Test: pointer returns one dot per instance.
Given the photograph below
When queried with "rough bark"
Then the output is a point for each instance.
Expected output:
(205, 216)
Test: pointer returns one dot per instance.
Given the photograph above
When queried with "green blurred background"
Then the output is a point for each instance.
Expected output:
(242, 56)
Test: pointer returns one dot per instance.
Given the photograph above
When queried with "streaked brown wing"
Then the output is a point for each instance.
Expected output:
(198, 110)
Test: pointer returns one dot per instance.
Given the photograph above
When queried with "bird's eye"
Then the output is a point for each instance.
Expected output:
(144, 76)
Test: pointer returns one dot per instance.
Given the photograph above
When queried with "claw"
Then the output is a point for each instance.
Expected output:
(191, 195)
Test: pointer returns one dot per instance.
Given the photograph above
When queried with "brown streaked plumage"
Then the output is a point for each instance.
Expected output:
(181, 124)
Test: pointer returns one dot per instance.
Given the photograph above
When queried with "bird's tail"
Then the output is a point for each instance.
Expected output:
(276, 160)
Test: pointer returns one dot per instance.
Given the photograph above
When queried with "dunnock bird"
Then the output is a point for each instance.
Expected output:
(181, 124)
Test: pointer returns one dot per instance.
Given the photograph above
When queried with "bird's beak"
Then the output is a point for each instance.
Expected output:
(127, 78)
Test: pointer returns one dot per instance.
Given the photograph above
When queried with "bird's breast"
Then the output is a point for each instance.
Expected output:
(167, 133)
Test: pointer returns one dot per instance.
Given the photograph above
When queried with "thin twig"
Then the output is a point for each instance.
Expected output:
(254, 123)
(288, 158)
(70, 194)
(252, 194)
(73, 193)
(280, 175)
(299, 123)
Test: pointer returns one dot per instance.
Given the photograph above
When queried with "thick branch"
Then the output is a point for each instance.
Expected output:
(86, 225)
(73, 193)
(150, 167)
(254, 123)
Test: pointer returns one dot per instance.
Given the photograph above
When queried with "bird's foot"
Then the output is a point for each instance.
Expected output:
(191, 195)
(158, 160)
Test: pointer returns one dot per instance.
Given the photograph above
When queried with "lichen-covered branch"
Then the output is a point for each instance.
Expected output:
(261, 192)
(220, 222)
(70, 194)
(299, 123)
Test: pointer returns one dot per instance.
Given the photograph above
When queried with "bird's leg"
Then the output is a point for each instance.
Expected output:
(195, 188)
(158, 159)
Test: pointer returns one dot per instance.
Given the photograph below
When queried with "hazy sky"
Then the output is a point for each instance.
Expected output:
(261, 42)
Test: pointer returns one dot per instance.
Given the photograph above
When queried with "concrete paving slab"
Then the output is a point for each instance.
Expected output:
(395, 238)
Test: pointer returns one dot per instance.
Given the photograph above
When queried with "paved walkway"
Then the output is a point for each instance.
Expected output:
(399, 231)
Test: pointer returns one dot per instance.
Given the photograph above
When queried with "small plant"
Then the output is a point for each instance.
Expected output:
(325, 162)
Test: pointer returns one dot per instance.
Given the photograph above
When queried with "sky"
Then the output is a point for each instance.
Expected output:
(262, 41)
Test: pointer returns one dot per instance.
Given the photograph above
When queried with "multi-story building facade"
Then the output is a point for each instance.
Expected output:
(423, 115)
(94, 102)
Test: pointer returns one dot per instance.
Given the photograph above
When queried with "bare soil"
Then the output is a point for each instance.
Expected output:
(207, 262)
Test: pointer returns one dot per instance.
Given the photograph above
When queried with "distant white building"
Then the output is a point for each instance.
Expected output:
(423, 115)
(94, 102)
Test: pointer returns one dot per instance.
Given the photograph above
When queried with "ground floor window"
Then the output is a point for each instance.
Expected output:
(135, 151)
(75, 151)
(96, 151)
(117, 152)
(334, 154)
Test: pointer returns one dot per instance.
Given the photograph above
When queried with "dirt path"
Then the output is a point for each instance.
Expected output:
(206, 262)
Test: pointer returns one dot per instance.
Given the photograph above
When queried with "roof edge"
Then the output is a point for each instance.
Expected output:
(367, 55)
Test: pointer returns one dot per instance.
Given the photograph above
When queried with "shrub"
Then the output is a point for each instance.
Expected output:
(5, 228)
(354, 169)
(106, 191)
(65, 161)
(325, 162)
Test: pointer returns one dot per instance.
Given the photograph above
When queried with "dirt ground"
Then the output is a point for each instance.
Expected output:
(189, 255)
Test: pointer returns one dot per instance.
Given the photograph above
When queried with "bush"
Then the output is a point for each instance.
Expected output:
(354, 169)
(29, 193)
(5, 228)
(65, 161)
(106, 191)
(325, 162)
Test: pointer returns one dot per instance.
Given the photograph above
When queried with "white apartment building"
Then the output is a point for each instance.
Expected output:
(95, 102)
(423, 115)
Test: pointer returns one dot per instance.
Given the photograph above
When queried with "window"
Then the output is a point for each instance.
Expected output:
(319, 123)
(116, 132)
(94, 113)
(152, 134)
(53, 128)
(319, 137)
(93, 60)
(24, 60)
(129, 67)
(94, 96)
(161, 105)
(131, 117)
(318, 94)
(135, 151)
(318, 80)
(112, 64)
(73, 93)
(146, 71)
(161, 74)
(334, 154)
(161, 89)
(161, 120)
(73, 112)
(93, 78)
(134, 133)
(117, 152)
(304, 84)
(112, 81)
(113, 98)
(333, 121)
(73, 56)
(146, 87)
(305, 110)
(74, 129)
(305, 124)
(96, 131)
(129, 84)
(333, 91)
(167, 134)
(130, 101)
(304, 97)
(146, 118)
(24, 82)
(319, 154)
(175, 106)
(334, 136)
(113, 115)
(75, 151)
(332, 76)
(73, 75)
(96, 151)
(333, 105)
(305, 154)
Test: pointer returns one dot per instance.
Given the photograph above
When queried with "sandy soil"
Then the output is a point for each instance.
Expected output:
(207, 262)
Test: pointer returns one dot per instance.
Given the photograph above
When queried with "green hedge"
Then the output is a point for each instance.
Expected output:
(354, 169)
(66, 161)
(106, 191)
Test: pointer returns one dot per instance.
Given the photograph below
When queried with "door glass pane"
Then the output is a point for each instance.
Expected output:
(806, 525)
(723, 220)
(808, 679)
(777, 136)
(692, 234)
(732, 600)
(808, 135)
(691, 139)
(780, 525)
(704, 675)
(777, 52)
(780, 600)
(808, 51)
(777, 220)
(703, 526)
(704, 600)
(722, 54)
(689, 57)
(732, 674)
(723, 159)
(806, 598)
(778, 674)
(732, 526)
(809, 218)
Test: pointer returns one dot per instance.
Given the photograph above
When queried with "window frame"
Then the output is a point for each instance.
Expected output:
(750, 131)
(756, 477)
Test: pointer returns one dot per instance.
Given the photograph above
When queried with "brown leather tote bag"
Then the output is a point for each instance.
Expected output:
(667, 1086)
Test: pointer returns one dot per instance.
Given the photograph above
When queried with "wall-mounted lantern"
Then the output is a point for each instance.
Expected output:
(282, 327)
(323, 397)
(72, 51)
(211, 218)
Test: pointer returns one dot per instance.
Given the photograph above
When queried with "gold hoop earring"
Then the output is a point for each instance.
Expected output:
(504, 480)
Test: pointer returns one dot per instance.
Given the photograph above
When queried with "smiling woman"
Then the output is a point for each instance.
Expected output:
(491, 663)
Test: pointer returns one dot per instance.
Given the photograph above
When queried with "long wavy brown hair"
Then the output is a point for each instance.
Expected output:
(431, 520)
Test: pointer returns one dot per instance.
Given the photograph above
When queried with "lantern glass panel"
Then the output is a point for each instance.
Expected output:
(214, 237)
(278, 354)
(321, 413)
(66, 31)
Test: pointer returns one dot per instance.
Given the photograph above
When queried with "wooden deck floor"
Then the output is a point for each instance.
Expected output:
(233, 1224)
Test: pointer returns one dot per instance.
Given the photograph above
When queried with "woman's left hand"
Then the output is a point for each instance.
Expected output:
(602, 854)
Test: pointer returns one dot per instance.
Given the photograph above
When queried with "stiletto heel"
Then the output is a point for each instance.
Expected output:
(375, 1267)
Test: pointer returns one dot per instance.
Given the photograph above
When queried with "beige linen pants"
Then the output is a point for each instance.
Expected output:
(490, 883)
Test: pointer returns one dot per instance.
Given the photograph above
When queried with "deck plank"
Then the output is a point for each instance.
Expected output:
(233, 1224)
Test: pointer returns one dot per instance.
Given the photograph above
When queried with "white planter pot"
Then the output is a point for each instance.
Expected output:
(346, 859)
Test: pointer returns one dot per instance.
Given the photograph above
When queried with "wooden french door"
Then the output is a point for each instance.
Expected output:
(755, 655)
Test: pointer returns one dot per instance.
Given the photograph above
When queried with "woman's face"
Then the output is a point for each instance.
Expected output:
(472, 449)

▬▬▬

WORK REQUIRED>
Extract from the listing above every line that contains the word "dirt" and copy each one in full.

EXERCISE ANSWER>
When queried with "dirt path"
When queried with "dirt ground"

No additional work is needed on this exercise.